- [SOURCE PASSAGE]
---

Fidel Castro, hanging out with the East German Politburo.
Fidel Castro is dead, and as usual, I feel like the odd man out. On the one hand, I am totally opposed to invasions, assassination attempts and even trade embargoes. On the other hand, I find it hard to summon much enthusiasm for praising Communist dictators. Judging from my Twitter feed, I've failed in my duty to choose sides.
By coincidence, I've begun reading Paul Krassner's Confessions of a Raving, Unconfined Nut, his memoirs, and Sunday I came across a passage about his trip to Cuba and his encounter with the Maximum Leader.
Krassner's mentor in magazine publishing, Lyle Stuart, was treasurer of the Fair Play for Cuba Committee, and in December 1960 Krassner was invited to take a trip to Cuba. He met Fidel at a reception, gave him a copy of Krassner's magazine, "The Realist," and asked for an interview. Castro told him to set it up with his secretary.
Krassner never got his interview. He writes, "In retrospect, I would like to have asked him, 'Do you believe in term limits?' "
More on Krassner's book soon.
Regarding Krassner's wonderful _Confessions_, I was thinking the other day that the chapter "One Flew Into The Cuckoo's Nest" is Krassner at his best.
That chapter alone seems like another Case Study in what happened when they entered Chapel Perilous.
I read "Confessions" during the Summer in 2015 and really enjoyed it, especially Krassner's wonderful such as dancing with Ed Sanders when they weren't arraigned after the Chicago protests, getting sick off of alcoholic ice cream at Ken Kesey's house. While I'm not really much of a Grateful Dead fan his account of their trip to Egypt was pretty interesting too.
Another book which is kinda in the same category would be Ed Sanders' own, more recent, "Fug You" which I really enjoyed...maybe more than Krassner's own memoir.
I also like his Pot/LSD Stories for the Soul anthologies (b/c I'm immature) and his recent collaboration, Psychedelic Sex. I need to get the best of The Realist.
Looking forward to reading more! I've been checking out a biography of Pamela Travers, one of James Branch Cabell's romances, and I just received Donna Kossy's "Kooks" in the mail so I'll be diving into that soon.
While I can't recollect RAW ever referencing Cabell I think he would have been a favorite of his if he had ever picked up "Jurgen." Crowley really enjoyed Cabell's writing and sent him letter promulgating the Law of Thelema and a copy of Liber AL. He (accurately) saw that Cabell had depicted a world of romantic disillusionment and toil that was almost emphatically Buddhist (Cabell was a disinterested Episcopalian...I believe) and wished to convert him to the joyous news of the terrible new Aeon.
The Kooks book is associated with the Church of Sub Genius, which I'm not overly familiar with, and it also seems like something RAW would have enjoyed immensely.
I got a copy of Kooks as soon as it came out, and return to it often. I consider it an important work in the sociology of knowledge.
Kossy was involved with Bob Black for awhile. Black was involved with the Subgenius group at one point, before he began to alienate just about everyone in what he himself called the "marginals milieu."
I've never read Cabell, but don't his fat novels have kinky sex in them? I'm asking for a friend.
Kossy has another book on extremely weird ideas about human origins that I might put on my xmas wish list.

---

- [EXERCISE BRIEF]
Answer these questions from the post:
(a) Who was treasurer of the Fair Play for Cuba Committee?
(b) Which chapter of Krassner's Confessions does one commenter call Krassner at his best?
(c) What did Crowley send to Cabell?
Rely solely on the post above.

---

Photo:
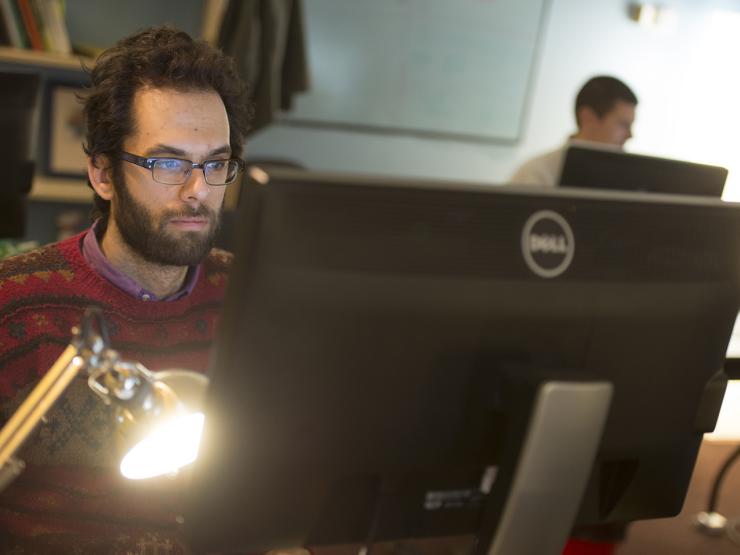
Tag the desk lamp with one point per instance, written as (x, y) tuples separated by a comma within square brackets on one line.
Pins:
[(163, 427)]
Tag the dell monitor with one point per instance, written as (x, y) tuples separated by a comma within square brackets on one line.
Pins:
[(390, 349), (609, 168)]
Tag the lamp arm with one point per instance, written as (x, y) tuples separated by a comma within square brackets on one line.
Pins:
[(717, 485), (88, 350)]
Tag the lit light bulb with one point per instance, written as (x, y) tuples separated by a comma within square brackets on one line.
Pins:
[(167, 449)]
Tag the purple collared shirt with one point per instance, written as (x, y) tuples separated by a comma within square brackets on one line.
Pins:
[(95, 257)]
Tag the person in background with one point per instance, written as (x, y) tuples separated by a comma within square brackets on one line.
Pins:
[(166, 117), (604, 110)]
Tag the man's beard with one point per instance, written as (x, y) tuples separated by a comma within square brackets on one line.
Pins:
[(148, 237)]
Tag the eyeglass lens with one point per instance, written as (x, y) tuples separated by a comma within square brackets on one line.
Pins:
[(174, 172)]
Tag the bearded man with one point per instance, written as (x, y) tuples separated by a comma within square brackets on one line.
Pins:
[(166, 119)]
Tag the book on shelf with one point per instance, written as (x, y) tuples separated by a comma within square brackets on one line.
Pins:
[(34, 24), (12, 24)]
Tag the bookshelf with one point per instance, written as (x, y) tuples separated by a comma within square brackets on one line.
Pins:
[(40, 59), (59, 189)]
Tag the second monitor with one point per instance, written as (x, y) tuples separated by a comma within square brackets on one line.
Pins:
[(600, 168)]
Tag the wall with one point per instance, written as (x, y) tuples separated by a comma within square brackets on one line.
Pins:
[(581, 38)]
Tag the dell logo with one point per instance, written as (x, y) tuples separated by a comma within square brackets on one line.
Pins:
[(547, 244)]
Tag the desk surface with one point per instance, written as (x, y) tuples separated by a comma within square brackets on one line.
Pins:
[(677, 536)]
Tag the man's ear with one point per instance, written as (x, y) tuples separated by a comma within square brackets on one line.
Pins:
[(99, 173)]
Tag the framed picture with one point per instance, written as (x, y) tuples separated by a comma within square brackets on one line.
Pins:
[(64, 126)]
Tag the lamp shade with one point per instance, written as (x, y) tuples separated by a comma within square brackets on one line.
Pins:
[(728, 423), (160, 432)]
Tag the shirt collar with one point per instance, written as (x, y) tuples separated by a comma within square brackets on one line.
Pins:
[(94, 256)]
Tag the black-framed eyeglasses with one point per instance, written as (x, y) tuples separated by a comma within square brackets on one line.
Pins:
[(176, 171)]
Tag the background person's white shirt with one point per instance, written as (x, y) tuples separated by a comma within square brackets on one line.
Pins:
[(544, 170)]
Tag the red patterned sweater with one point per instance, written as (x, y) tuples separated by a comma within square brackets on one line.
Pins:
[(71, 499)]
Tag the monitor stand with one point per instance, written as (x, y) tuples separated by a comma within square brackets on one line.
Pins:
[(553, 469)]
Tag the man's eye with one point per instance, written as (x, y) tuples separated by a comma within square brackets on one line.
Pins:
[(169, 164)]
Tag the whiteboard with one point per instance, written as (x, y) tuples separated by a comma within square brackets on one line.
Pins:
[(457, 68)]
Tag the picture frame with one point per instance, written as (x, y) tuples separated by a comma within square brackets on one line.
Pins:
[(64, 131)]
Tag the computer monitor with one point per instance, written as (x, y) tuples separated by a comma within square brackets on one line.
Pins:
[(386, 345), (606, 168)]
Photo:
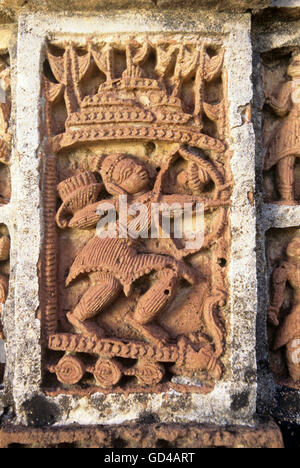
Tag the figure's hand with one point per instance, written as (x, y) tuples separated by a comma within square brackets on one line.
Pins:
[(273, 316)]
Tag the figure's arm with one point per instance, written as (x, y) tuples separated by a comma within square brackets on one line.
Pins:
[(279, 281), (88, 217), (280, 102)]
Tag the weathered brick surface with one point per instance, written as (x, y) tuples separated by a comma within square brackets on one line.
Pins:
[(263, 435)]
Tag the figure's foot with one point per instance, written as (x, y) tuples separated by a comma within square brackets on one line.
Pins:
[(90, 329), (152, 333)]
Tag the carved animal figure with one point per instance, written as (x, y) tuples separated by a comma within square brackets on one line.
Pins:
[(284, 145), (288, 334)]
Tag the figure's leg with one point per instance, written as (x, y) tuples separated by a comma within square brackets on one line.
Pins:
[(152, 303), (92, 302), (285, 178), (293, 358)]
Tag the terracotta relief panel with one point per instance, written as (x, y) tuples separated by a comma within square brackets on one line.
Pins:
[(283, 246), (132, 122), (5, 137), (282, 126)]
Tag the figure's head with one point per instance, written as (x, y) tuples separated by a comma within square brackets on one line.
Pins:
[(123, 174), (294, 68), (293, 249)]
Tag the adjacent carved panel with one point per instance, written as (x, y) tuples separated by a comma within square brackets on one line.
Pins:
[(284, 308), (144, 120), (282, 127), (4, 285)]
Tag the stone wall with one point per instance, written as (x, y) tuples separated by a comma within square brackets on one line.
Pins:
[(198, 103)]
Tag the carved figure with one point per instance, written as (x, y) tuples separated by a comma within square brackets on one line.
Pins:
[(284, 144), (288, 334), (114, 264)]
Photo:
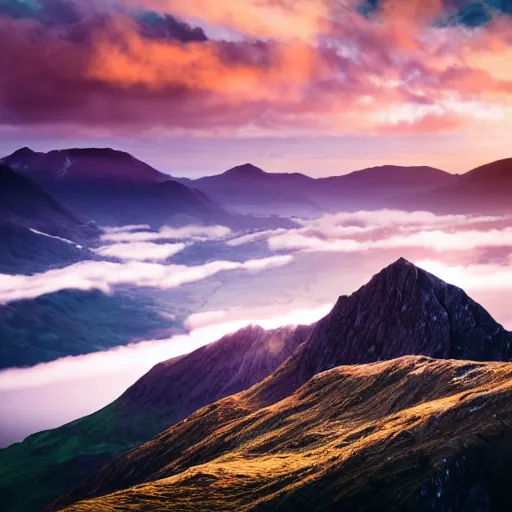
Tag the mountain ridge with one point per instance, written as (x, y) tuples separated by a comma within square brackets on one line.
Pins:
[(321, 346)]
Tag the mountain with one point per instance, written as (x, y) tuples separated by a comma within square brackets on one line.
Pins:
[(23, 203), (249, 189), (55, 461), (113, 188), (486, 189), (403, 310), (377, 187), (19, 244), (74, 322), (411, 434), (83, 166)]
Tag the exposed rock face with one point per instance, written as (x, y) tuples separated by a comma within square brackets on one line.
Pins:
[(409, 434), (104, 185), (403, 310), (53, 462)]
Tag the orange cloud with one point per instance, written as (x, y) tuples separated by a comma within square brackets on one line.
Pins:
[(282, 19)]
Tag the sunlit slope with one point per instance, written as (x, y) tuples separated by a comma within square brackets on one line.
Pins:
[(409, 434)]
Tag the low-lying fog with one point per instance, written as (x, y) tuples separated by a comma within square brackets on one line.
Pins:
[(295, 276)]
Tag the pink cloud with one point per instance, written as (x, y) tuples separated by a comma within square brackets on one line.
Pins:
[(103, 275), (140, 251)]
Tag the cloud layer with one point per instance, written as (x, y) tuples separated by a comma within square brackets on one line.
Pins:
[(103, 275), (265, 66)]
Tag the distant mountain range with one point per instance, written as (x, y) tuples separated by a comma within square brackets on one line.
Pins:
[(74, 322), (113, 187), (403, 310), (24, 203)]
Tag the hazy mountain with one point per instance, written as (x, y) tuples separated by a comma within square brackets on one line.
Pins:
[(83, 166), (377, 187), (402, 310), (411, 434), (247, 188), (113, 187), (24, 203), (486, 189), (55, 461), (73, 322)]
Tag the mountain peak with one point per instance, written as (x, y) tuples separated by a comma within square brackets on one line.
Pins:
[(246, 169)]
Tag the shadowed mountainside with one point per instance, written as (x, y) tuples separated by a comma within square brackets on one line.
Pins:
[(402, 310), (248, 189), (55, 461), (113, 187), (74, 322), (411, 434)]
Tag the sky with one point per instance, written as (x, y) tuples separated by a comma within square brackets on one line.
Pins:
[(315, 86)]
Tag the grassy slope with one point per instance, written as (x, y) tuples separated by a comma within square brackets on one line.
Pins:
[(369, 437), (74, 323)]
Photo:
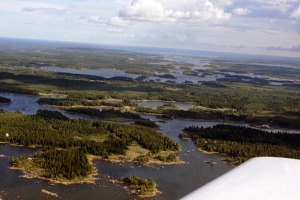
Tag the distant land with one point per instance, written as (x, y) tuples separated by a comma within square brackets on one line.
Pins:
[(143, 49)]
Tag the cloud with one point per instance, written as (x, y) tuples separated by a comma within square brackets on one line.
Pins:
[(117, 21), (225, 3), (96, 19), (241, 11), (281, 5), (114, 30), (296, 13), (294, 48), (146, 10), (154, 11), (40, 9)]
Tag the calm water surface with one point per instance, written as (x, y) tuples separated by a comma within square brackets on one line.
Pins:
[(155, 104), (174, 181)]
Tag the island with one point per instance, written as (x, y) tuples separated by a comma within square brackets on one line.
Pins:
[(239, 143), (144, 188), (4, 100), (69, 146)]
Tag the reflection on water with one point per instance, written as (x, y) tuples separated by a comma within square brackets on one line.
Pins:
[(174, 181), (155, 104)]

---

- [EXPECTED ANSWER]
(a) Lyle Stuart, Krassner's mentor in magazine publishing.
(b) "One Flew Into The Cuckoo's Nest."
(c) A letter promulgating the Law of Thelema and a copy of Liber AL.